> **Challenges**:
a – Answer these questions using the Stock Watch article:
(i) How many MLB teams had their September schedules examined in the earlier post?
(ii) With which team did that earlier post leave off?
(iii) Where are the 2013 park factors taken from?
b – Extract the passage of the Stock Watch article from "Stock Watch: Strength" up to and including "suggestions are good.", copying it word for word.
c – Translate this sentence from the Stock Watch article into Spanish: "Each team’s name is a link to their schedule, so you can see for yourself if my suggestions are good."

September Schedule


Stock Watch: Strength of Schedule (Part 2)

Welcome to a very special crossover edition of Stock Watch Just days ago on RotoAuthority Unscripted, we examined the September schedules of the first fifteen MLB teams, on the premise that within such a small section of the season, the strength (or weakness) of any team’s opponents can have a huge impact on all its players.

We left off with the Milwaukee Brewers, so any team before them in the alphabet (by location, not nickname) can be found in Thursday’s post.

 Note that I'm taking 2013 park factors from ESPN and team pitching (sorted by xFIP) and hitting (sorted by wOBA) stats from Fangraphs.com. Each team’s name is a link to their schedule, so you can see for yourself if my suggestions are good.

> **Data shown**:
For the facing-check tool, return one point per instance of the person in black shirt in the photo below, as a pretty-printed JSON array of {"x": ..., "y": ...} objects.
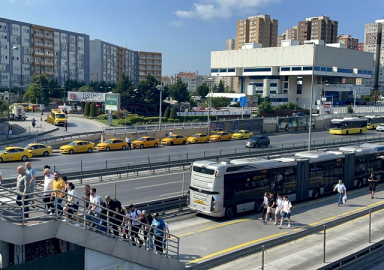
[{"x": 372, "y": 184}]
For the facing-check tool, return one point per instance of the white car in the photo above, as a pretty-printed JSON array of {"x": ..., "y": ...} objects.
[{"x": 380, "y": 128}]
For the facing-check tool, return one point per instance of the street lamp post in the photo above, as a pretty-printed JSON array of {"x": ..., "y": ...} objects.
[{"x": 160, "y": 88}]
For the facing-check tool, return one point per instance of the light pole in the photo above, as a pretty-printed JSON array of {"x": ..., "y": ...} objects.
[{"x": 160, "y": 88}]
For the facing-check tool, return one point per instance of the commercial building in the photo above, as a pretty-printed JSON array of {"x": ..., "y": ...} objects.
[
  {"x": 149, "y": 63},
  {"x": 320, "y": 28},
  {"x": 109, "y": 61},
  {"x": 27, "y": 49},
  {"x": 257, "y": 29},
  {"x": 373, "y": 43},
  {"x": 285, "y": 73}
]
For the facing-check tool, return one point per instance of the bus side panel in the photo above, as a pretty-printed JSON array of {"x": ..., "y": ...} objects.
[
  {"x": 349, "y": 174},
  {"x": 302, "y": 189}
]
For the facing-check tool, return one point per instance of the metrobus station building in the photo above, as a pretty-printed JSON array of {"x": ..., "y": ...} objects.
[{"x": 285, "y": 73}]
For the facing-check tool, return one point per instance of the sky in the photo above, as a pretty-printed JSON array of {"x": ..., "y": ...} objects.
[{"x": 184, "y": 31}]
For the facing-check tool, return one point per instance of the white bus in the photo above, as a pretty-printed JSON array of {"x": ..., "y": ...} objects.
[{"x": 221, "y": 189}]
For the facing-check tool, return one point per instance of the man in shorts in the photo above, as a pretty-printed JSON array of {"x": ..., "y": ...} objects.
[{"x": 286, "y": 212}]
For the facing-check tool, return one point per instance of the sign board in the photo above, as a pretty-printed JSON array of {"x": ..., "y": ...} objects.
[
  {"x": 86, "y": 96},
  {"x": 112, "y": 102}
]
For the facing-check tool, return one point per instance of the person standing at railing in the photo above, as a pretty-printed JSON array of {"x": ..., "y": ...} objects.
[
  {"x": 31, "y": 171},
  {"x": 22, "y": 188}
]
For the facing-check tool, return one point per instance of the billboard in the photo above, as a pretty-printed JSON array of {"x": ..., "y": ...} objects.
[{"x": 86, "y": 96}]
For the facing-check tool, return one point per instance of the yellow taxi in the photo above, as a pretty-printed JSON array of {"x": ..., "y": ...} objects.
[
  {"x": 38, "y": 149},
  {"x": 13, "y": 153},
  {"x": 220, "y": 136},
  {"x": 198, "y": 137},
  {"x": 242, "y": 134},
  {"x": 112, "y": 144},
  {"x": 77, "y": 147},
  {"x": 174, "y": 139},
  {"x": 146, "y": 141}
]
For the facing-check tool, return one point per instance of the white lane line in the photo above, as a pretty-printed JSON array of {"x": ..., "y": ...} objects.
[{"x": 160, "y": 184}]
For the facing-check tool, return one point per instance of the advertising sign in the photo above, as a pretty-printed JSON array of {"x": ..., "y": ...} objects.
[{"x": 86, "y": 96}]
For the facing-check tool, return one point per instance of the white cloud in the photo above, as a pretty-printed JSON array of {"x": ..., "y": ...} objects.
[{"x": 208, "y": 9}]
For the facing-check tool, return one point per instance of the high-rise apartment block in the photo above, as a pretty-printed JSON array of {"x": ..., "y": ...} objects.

--

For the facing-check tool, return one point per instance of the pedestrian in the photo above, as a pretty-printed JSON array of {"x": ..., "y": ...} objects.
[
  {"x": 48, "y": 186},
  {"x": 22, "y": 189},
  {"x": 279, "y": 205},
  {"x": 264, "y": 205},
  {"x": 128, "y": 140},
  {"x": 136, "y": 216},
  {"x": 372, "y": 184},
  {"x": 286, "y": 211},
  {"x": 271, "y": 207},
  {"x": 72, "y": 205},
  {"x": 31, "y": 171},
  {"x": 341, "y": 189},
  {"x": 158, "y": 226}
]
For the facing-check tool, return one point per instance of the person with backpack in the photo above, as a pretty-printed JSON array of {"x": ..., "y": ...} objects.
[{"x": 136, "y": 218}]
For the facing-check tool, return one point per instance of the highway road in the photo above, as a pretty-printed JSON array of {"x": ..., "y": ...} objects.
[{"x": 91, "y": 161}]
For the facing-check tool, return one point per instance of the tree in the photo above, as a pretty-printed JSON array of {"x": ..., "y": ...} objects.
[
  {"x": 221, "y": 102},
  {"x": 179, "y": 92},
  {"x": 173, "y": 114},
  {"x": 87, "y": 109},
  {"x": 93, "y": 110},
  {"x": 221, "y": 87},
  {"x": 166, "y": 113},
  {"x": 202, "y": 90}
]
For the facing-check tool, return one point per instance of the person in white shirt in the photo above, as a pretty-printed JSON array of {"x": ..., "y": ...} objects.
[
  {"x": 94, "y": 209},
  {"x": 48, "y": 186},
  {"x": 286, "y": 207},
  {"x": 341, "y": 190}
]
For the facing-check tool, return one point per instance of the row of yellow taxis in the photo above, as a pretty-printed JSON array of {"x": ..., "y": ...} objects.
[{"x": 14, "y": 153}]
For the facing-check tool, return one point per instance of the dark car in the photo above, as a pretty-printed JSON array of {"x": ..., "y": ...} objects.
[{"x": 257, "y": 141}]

> **The results**:
a –
(i) Fifteen
(ii) The Milwaukee Brewers
(iii) ESPN

b –
Stock Watch: Strength of Schedule (Part 2)

Welcome to a very special crossover edition of Stock Watch Just days ago on RotoAuthority Unscripted, we examined the September schedules of the first fifteen MLB teams, on the premise that within such a small section of the season, the strength (or weakness) of any team’s opponents can have a huge impact on all its players.

We left off with the Milwaukee Brewers, so any team before them in the alphabet (by location, not nickname) can be found in Thursday’s post.

 Note that I'm taking 2013 park factors from ESPN and team pitching (sorted by xFIP) and hitting (sorted by wOBA) stats from Fangraphs.com. Each team’s name is a link to their schedule, so you can see for yourself if my suggestions are good.

c – El nombre de cada equipo es un enlace a su calendario, así que puedes comprobar por tu cuenta si mis sugerencias son buenas.